> Instructions for the task:
Reproduce without any change the lines running from the line with "of the large" up to and including the line with "652], [589, 566]]".

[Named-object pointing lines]
(begin)

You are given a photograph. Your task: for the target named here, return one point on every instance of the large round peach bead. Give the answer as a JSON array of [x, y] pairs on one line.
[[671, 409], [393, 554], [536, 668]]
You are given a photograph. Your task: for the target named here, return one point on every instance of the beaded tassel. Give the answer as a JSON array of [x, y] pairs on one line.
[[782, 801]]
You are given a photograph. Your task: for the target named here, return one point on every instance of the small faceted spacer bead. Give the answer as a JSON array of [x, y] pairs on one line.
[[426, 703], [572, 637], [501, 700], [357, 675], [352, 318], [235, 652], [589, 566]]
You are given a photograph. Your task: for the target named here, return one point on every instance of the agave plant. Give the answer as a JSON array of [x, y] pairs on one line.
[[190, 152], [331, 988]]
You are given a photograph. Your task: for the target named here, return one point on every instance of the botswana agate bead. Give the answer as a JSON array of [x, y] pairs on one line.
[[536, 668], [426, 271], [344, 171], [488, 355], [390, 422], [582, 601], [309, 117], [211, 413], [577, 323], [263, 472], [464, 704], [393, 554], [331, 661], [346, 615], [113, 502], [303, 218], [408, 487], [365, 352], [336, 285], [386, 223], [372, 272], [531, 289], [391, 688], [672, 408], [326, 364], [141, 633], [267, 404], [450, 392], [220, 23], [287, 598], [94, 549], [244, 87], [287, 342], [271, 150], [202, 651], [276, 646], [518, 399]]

(end)
(begin)

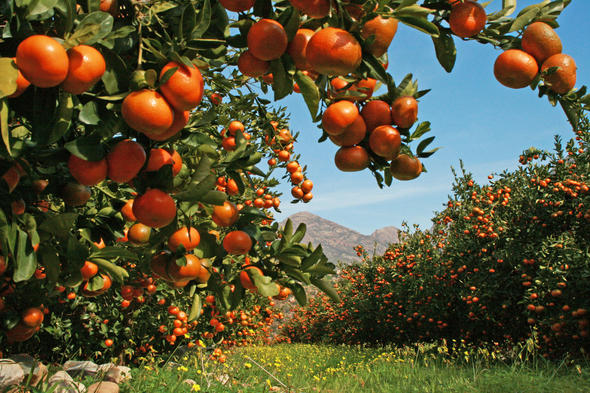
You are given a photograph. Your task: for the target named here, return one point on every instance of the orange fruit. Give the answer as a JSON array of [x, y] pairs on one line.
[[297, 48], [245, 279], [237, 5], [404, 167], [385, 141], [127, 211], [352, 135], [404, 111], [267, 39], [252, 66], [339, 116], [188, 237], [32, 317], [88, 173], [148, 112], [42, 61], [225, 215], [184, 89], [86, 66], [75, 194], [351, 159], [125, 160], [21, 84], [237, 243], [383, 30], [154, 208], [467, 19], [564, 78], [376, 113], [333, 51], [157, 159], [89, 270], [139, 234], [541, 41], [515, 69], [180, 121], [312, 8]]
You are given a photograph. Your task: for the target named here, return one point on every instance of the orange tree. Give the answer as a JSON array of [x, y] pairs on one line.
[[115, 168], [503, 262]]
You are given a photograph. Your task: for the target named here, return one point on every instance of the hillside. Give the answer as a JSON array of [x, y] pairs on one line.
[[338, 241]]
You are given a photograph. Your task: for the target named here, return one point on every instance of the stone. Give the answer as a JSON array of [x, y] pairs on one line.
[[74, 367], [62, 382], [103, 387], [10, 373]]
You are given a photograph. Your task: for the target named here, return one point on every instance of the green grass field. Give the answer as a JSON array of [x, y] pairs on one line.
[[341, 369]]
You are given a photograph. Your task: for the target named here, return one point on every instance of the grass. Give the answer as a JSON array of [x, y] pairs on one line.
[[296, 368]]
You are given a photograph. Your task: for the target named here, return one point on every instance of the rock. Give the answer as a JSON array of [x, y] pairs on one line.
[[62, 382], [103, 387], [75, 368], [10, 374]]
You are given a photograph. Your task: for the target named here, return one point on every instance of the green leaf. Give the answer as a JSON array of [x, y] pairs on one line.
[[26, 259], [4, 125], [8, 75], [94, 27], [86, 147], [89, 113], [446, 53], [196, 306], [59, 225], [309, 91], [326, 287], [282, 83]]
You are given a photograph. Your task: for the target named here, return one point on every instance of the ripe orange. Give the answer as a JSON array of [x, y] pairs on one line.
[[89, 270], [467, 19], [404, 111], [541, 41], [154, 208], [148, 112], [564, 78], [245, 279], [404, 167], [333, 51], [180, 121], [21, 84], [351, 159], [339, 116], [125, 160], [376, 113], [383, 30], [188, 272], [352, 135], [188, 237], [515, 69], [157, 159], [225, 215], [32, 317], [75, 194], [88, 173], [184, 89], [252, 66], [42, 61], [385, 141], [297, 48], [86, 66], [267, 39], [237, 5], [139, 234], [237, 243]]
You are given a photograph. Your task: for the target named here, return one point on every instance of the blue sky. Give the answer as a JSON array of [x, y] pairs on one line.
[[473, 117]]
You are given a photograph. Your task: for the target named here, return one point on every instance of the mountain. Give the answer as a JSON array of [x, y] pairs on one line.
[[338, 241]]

(end)

> Result of this task:
You are given a photograph. Your task: for the target named here, return one point on every instance of the large round peach bead. Give the answer as a JSON array of [x, y] pairs on one line.
[[671, 409], [393, 554], [536, 668]]
You are given a photograph. Your task: for the target named here, return one point on every instance of the beaded tassel. Give the answer as a JSON array of [x, y] pairs on one line.
[[782, 801]]
You are given a photograph. Your task: for the target named here, return one point on every instance of the small faceted spacer bead. Give the answer as a JSON array of [x, y] pairs on one line.
[[426, 703], [572, 637], [501, 700], [357, 675], [352, 318], [235, 652], [589, 566]]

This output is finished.